▶ **TEXT SECTION**:
══════════

Tokyo Rose (alternative spelling Tokio Rose) was a name given by Allied troops in the South Pacific during World War II to all female English-speaking radio broadcasters of Japanese propaganda. The programs were broadcast in the South Pacific and North America to demoralize Allied forces abroad and their families at home by emphasizing troops' wartime difficulties and military losses. Several female broadcasters operated using different aliases and in different cities throughout the territories occupied by the Japanese Empire, including Tokyo, Manila, and Shanghai. The name "Tokyo Rose" was never actually used by any Japanese broadcaster, but it first appeared in U.S. newspapers in the context of these radio programs during 1943.

══════════

▶ **EXTRACTED RECORDS**:
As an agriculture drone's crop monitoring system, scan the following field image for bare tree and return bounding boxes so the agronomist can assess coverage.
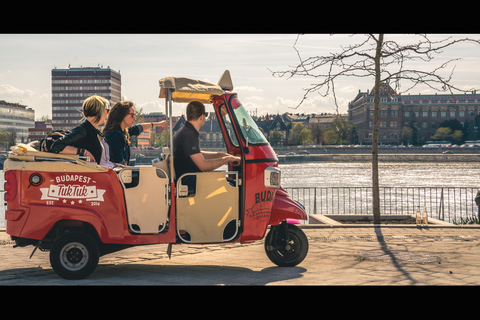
[272,34,480,224]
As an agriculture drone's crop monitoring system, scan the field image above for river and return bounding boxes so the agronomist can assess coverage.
[0,162,480,228]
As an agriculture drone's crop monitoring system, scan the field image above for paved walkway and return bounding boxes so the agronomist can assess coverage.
[0,225,480,286]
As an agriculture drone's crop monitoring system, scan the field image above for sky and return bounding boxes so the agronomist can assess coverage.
[0,33,480,119]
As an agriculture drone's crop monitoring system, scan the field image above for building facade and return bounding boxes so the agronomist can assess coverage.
[348,83,480,145]
[52,66,122,130]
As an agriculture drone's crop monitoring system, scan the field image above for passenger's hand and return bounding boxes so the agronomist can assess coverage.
[84,150,95,161]
[228,156,242,166]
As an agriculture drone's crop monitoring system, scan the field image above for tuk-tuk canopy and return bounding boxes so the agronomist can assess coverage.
[159,70,233,103]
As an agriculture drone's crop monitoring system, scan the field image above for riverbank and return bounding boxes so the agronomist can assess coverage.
[277,153,480,163]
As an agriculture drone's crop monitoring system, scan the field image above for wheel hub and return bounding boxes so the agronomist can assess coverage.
[61,242,88,270]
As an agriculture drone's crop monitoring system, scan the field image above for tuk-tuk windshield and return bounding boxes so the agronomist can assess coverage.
[232,98,268,145]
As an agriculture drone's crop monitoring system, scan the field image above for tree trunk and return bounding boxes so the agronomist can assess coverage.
[372,34,383,224]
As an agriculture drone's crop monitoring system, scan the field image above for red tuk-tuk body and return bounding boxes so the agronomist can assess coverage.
[4,74,308,279]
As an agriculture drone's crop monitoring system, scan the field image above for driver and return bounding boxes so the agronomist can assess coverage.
[173,101,240,187]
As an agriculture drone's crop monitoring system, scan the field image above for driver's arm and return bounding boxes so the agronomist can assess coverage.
[190,151,240,172]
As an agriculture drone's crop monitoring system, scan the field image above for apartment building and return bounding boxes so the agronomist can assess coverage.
[348,83,480,145]
[52,66,122,130]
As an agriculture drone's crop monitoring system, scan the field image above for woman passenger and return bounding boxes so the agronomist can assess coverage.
[51,95,111,167]
[102,101,165,165]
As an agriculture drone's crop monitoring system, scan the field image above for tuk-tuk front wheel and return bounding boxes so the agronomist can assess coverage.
[50,232,100,280]
[265,221,308,267]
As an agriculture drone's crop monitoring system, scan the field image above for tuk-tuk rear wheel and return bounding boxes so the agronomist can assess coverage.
[50,232,100,280]
[265,222,308,267]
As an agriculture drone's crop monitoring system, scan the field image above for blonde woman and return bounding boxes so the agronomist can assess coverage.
[51,95,110,165]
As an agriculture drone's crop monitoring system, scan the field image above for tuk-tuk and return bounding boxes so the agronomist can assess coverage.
[4,70,308,279]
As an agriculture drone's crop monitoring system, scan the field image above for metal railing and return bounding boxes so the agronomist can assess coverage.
[285,187,480,222]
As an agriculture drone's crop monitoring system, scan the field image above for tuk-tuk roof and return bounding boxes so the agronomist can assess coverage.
[159,70,233,103]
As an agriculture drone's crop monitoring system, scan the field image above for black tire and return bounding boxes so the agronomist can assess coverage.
[265,222,308,267]
[50,232,100,280]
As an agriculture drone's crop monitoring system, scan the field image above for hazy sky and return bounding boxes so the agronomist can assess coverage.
[0,34,480,118]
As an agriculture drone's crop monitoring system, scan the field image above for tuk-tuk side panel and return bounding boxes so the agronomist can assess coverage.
[6,170,127,243]
[242,163,275,242]
[270,188,308,226]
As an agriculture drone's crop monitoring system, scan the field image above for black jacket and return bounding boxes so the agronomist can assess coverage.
[105,124,143,165]
[51,120,102,163]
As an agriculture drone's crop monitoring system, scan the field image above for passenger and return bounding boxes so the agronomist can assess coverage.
[102,101,166,165]
[51,95,111,167]
[173,101,240,186]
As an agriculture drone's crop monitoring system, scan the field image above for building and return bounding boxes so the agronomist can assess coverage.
[52,66,122,130]
[0,100,35,147]
[348,83,480,145]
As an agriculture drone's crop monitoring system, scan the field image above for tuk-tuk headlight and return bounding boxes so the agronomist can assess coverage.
[264,167,281,189]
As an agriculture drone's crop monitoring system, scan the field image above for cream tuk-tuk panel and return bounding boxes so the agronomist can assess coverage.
[177,171,239,243]
[118,167,169,234]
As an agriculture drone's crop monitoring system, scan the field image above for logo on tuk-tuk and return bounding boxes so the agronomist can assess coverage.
[40,174,106,204]
[246,190,273,219]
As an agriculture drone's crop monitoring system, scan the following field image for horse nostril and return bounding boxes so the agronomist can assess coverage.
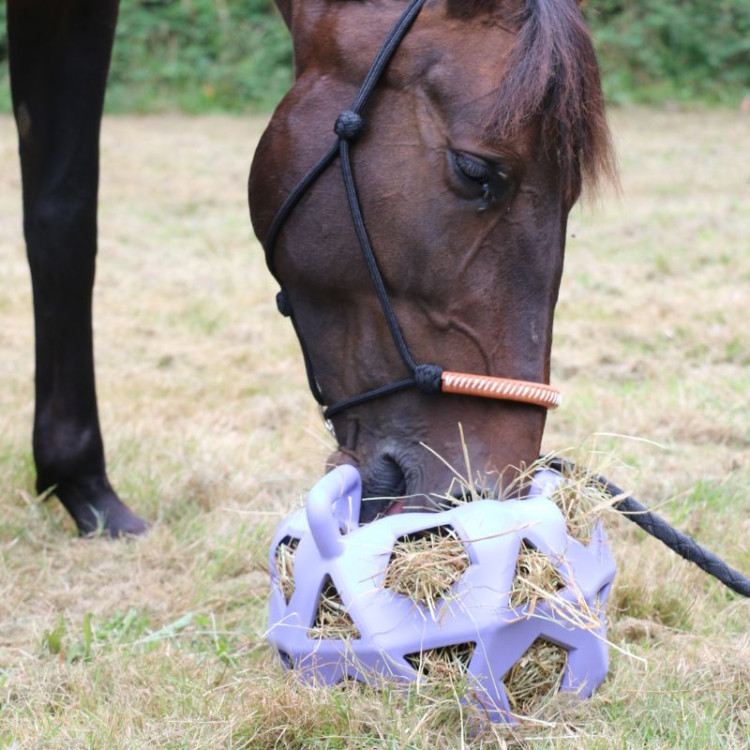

══════════

▶ **WRITTEN PROBLEM A**:
Please print the passage on Tokyo Rose word for word, starting at "Tokyo Rose (alternative" and ending at "programs during 1943.".
▶ **WRITTEN PROBLEM B**:
Write what comes next in the Tokyo Rose passage, picking up after its final sentence.

▶ **FINAL ANSWER A**:
Tokyo Rose (alternative spelling Tokio Rose) was a name given by Allied troops in the South Pacific during World War II to all female English-speaking radio broadcasters of Japanese propaganda. The programs were broadcast in the South Pacific and North America to demoralize Allied forces abroad and their families at home by emphasizing troops' wartime difficulties and military losses. Several female broadcasters operated using different aliases and in different cities throughout the territories occupied by the Japanese Empire, including Tokyo, Manila, and Shanghai. The name "Tokyo Rose" was never actually used by any Japanese broadcaster, but it first appeared in U.S. newspapers in the context of these radio programs during 1943.

▶ **FINAL ANSWER B**:
During the war, Tokyo Rose was not any one individual, but rather a group of largely unassociated women working for the same propagandist effort throughout the Japanese Empire. In the years soon after the war, the character "Tokyo Rose" – whom the Federal Bureau of Investigation (FBI) now avers to be "mythical" – became an important symbol of Japanese villainy for the United States.  American cartoons, movies, and propaganda videos between 1945 and 1960 tend to portray her as sexualized, manipulative, and deadly to American interests in the South Pacific, particularly by revealing intelligence of American losses in radio broadcasts. Similar accusations concern the propaganda broadcasts of Lord Haw-Haw and Axis Sally, and in 1949 the San Francisco Chronicle described Tokyo Rose as the "Mata Hari of radio".

Tokyo Rose ceased to be merely a symbol during September 1945 when Iva Toguri D'Aquino, a Japanese-American disc jockey for a propagandist radio program, attempted to return to the United States. Toguri was accused of being the "real" Tokyo Rose, arrested, tried, and became the seventh person in U.S. history to be convicted of treason. Toguri was eventually paroled from prison in 1956, but it was more than twenty years later that she received an official presidential pardon for her role in the war.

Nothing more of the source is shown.